Actually, that’s not exactly true. Maybe the capitalist part, but not the zombie thing. (as far as you know)
Then I see this in The Digital Reader;
“Canada’s Competition Bureau announced a settlement last month with 4 publishers to end agency pricing, but it looks like the process isn’t going to go as smooth as one might have expected.
Kobo has filed an objection to the consent decree, and they ask that the settlement be modified so that they are not negatively impacted by the sudden and radical change to the Canadian ebook market.
As part of their filing. Kobo revealed some rather telling details about their business. They blame the end of agency in the US for the loss of their market share, and they predict that the same will happen in Canada.
. . . .
In short, Kobo is saying that when Amazon was allowed to discount ebooks in the US, Kobo was unable to compete effectively, not even by means other than price (marketing, CS, features, community). This is rather curious because other companies, including Zola Books, The Reading Room, Bilbary, Oyster, and Scribd all seem to be able to compete effectively against Amazon in the US ebook market.

ACTIONS TO TAKE ->
1. Name every company that the Kobo excerpt says seems able to compete effectively against Amazon in the US ebook market.
2. Answer these questions from the Kobo excerpt:
(a) How many publishers made a settlement with Canada's Competition Bureau?
(b) What does Kobo blame for the loss of its market share?
(c) In which publication was the quoted report seen?
The material after this point comes from a different source.

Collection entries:
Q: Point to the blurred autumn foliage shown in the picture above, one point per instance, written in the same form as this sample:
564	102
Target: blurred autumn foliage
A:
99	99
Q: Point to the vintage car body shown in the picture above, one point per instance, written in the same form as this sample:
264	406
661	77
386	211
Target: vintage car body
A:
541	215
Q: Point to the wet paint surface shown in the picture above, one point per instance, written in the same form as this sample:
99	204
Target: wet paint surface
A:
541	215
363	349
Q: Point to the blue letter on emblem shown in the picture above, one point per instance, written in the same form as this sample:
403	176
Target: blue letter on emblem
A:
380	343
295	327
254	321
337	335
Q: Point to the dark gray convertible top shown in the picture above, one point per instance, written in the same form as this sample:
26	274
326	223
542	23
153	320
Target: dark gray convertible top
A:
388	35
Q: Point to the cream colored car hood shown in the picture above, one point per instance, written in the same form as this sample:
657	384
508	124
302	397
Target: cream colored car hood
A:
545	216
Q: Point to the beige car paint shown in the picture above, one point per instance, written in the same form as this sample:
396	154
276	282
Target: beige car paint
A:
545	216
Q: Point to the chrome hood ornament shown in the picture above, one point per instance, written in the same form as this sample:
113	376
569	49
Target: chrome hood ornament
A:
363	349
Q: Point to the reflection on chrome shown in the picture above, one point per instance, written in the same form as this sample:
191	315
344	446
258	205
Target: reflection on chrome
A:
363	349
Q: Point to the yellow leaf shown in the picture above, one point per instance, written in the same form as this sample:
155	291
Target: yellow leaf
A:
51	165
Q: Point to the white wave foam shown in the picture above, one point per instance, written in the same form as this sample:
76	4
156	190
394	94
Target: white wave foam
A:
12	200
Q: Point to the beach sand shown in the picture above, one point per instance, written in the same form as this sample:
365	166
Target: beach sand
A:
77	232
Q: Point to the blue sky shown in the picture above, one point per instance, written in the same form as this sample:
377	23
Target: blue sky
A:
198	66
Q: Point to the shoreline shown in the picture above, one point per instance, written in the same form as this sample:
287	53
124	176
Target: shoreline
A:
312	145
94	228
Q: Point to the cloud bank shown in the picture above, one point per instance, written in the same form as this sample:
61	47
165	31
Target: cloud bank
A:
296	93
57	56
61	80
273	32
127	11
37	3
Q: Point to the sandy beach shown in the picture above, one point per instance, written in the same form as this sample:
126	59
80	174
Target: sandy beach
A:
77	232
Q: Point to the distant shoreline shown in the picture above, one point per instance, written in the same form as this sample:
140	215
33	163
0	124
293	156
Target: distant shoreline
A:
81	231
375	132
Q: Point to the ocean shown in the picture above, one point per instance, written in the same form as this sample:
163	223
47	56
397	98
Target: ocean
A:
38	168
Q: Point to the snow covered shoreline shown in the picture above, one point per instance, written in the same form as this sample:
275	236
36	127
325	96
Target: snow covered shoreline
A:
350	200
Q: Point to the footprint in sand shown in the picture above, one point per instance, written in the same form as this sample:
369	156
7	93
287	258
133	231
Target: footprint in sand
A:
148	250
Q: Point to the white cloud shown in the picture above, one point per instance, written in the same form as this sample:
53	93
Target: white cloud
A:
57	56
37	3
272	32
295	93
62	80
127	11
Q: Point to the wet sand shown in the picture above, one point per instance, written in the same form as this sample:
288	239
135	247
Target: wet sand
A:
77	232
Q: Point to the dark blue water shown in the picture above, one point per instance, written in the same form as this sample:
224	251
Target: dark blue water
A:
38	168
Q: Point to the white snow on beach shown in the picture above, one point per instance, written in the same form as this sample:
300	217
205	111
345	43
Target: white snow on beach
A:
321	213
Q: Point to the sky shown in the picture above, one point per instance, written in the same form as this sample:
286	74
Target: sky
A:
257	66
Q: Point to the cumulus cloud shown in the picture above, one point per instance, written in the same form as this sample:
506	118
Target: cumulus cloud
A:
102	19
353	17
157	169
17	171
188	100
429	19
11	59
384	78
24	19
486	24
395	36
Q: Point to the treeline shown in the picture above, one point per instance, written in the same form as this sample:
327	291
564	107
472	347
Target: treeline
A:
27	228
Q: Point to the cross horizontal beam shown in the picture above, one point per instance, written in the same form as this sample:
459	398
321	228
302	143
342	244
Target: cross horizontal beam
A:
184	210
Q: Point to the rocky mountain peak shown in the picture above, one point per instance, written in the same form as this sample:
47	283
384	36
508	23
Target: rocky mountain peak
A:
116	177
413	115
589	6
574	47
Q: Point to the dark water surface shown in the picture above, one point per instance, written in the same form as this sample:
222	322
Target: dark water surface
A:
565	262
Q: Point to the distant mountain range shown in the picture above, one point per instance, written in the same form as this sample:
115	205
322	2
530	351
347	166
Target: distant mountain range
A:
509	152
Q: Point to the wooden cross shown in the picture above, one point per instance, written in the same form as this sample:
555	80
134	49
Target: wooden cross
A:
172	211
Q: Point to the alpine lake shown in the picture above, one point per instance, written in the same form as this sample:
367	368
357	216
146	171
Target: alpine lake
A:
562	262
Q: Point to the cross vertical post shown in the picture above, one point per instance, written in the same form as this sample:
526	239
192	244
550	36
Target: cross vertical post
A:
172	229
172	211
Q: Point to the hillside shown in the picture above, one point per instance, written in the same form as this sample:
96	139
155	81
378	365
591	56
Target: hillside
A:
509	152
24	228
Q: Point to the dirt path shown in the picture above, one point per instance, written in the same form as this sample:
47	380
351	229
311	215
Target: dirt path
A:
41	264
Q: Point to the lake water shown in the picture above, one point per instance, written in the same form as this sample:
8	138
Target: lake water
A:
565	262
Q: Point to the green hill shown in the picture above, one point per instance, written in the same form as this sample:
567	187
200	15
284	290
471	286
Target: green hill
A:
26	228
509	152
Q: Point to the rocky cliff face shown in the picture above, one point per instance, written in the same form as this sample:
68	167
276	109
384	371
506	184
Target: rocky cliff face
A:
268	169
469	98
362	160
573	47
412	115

ANSWERS TO EACH TASK ->
1. Zola Books, The Reading Room, Bilbary, Oyster, Scribd

2.
(a) Four.
(b) The end of agency pricing in the US.
(c) The Digital Reader.